» **EXERCISE INSTRUCTIONS**
Count how many lines of the records below contain the string "mask". Reply with that number alone.

» **SUPPLIED DATA**
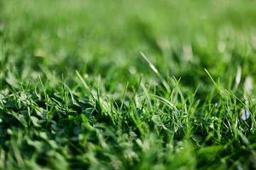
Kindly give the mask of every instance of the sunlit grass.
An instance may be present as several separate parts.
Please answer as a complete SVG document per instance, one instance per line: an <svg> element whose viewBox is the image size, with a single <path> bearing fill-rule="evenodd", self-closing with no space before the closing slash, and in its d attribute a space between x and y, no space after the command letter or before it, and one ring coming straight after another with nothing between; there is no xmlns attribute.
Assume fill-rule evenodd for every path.
<svg viewBox="0 0 256 170"><path fill-rule="evenodd" d="M254 1L0 2L0 169L253 169Z"/></svg>

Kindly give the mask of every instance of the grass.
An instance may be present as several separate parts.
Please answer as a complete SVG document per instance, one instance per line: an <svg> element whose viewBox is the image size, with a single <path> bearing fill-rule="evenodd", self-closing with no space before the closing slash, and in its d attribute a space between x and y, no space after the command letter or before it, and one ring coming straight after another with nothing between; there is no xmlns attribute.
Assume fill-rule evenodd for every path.
<svg viewBox="0 0 256 170"><path fill-rule="evenodd" d="M0 2L0 169L256 168L254 1Z"/></svg>

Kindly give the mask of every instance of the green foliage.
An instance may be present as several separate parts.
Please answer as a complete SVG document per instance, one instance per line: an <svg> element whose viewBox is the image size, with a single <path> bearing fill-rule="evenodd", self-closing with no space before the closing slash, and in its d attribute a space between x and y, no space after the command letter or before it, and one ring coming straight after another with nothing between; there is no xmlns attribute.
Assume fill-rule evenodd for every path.
<svg viewBox="0 0 256 170"><path fill-rule="evenodd" d="M255 8L0 1L0 169L256 168Z"/></svg>

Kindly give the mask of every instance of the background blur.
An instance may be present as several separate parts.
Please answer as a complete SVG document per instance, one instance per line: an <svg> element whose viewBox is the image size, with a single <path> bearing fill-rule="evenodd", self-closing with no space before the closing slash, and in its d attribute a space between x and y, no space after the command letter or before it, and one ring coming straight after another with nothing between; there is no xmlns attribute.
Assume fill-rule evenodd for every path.
<svg viewBox="0 0 256 170"><path fill-rule="evenodd" d="M132 82L152 74L140 52L162 75L183 77L190 88L205 82L203 68L226 87L239 67L243 76L255 75L253 0L9 0L1 6L0 76L13 84L15 76L73 77L75 70Z"/></svg>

» **OUTPUT OF THE EXERCISE**
4